[Stated problem]:
Reproduce word for word the part of the biography of David Huffman that opens with the words containing "- Born: May" and closes with "actor and producer.".

[Document extract]:
+++

- Born: May 10, 1945 Berwyn, Illinois, U.S.
- Died: February 27, 1985 (aged 39) San Diego, California, U.S.
- Cause of death: Homicide
- Occupations: Actor and producer
- Years active: 1969–1985
- Spouse: Phyllis Huffman ​(m. 1967)​
- Children: 2

= David Huffman =

American actor (1945–1985)

David Oliver Huffman (May 10, 1945 – February 27, 1985) was an American actor and producer.

==Personal life==
Huffman was born on May 10, 1945, in Berwyn, Illinois, to Clarence and Opal Huffman (née Dippel).

Huffman married casting director Phyllis Huffman (nee Grennan) in 1967, whom he had met as a student at Webster University in St. Louis, Missouri. The couple had two sons and remained married until Huffman's death in 1985.

Huffman was an avid sailor, recreational painter, and country‐and‐western guitarist.

+++

[Raw data]:

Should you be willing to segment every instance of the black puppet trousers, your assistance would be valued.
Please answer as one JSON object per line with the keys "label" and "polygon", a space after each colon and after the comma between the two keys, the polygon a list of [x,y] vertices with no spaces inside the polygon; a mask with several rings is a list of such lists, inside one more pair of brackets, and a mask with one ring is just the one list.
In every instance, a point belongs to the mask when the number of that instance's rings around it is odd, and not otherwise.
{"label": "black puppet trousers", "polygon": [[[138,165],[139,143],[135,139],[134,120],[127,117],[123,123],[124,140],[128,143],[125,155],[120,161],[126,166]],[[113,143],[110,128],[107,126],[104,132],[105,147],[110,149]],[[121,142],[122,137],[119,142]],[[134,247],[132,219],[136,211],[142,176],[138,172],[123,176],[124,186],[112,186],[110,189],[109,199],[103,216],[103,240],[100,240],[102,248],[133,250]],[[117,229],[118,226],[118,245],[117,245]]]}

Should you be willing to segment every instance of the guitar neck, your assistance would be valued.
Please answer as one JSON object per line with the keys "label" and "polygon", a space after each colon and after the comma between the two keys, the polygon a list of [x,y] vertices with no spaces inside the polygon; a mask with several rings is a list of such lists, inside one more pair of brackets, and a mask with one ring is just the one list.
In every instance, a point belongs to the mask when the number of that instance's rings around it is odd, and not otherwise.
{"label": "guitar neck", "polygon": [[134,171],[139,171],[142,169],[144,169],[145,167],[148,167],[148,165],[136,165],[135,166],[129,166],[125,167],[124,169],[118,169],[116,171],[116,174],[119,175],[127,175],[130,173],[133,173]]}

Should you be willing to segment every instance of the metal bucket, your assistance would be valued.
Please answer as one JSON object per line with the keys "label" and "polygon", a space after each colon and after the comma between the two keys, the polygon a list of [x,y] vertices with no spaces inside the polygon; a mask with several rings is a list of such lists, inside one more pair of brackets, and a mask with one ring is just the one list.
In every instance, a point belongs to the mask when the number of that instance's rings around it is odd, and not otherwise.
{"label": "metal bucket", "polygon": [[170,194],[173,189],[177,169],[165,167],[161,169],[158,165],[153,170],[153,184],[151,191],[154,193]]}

+++

[Written solution]:
- Born: May 10, 1945 Berwyn, Illinois, U.S.
- Died: February 27, 1985 (aged 39) San Diego, California, U.S.
- Cause of death: Homicide
- Occupations: Actor and producer
- Years active: 1969–1985
- Spouse: Phyllis Huffman ​(m. 1967)​
- Children: 2

= David Huffman =

American actor (1945–1985)

David Oliver Huffman (May 10, 1945 – February 27, 1985) was an American actor and producer.